Actuellement, une Commission d’enquête parlementaire prétend chercher «les raisons de la perte de souveraineté et d’indépendance énergétique de la France». Malheureusement, les députés en général connaissent mal la question. L’analyse de Jean-Claude Werrebrouck, universitaire et spécialiste de l’économie de l’énergie.


L’empilement des crises planétaires génère une fracturation laissant de plus en plus apparaître ce que l’on croyait disparu ou fossilisé : Etats-nations anciens ou plus récents, voire empires ragaillardis. La mondialisation heureuse reposait pourtant sur la promesse de l’effacement de ces objets cachés sous le grand manteau de l’économie sans frontières. L’Europe s’élargissant vers l’Est, modèle réduit et presque parfait de cette mondialisation, se trouve elle aussi soumise à fracturation et laisse apparaître de vieilles différences que l’on s’efforçait jusqu’alors de masquer. L’Allemagne gommait son histoire tragique en se lovant dans les marchés avec un succès planétaire. S’étant éloignée de la politique de puissance, sa domination devait désormais reposer sur la compétitivité. La France se devait d’abandonner progressivement son logiciel étatiste et devait tenter de rester grande dans une grande Europe devenue immense marché. Plus loin, la Russie n’était plus un empire sans limite, mais un grand magasin de matières premières accroché à l’immense marché.

━━━━━━

* **Consigne 1**:
Traduisez en anglais cette phrase du texte source : « L’Allemagne gommait son histoire tragique en se lovant dans les marchés avec un succès planétaire. »
* **Consigne 2**:
Répondez à ces questions d'après le texte source :
(a) Que prétend chercher la Commission d’enquête parlementaire ?
(b) De quoi Jean-Claude Werrebrouck est-il spécialiste ?
(c) Qu'était devenue la Russie, au lieu d'un empire sans limite ?
* **Consigne 3**:
Poursuivez le texte source sur la perte d’indépendance énergétique de la France à partir de sa dernière phrase.

* **Matériel d'étude**:
━━━━━━

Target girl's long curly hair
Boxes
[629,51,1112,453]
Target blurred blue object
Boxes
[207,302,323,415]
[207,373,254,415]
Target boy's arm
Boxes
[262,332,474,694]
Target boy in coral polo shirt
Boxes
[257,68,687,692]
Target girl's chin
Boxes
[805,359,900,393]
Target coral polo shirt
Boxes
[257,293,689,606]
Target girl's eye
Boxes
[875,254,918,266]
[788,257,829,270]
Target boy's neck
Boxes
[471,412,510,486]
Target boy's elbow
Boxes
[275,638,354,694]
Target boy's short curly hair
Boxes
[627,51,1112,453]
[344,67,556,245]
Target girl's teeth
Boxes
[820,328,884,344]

━━━━━━

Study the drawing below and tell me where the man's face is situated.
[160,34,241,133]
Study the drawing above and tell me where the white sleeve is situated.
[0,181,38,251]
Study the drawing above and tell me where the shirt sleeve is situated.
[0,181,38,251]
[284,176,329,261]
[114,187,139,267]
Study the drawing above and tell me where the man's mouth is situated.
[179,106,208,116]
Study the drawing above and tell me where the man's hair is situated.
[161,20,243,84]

━━━━━━

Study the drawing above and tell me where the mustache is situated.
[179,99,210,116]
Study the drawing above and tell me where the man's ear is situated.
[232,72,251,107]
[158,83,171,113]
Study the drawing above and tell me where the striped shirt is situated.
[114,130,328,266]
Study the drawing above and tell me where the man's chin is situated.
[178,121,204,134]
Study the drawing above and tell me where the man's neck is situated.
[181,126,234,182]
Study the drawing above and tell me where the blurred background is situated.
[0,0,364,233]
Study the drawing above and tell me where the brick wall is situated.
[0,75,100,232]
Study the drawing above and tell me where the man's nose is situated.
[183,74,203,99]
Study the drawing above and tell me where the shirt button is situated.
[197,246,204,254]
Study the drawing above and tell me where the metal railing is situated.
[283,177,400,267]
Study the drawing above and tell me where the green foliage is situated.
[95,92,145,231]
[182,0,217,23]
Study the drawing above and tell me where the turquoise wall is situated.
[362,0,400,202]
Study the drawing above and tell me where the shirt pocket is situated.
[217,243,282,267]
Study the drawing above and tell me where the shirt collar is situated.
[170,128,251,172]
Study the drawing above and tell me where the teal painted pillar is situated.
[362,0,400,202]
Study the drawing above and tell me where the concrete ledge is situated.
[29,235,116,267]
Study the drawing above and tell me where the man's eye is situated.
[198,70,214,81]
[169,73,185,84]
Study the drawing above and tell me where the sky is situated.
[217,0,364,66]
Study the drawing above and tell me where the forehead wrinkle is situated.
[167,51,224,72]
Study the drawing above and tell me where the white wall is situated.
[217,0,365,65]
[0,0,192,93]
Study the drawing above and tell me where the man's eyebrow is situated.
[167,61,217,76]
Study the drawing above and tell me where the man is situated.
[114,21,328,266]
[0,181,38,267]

━━━━━━

* **Réponse 1**:
Germany was erasing its tragic history by nestling into the markets with worldwide success.

* **Réponse 2**:
(a) Elle prétend chercher « les raisons de la perte de souveraineté et d’indépendance énergétique de la France ».
(b) Il est spécialiste de l’économie de l’énergie.
(c) Elle était devenue un grand magasin de matières premières accroché à l’immense marché.

* **Réponse 3**:
Le pluriel était inscrit dans les gènes mais l’horizon devenait commun.

Le destin commun de l’Allemagne et de la France ne comportait pas le même niveau de difficultés. Il était aisé pour l’Allemagne d’endosser le libéralisme après le tragique de l’histoire. Il était beaucoup plus difficile pour la France de franchir la même étape alors que sa trajectoire était faite d’un exceptionnel succès économique reposant sur le fordisme classique et ne passant pas par le libéralisme. L’entente franco-allemande que l’on disait indispensable à l’Union européenne reposait ainsi sur une asymétrie de naissance et de destin.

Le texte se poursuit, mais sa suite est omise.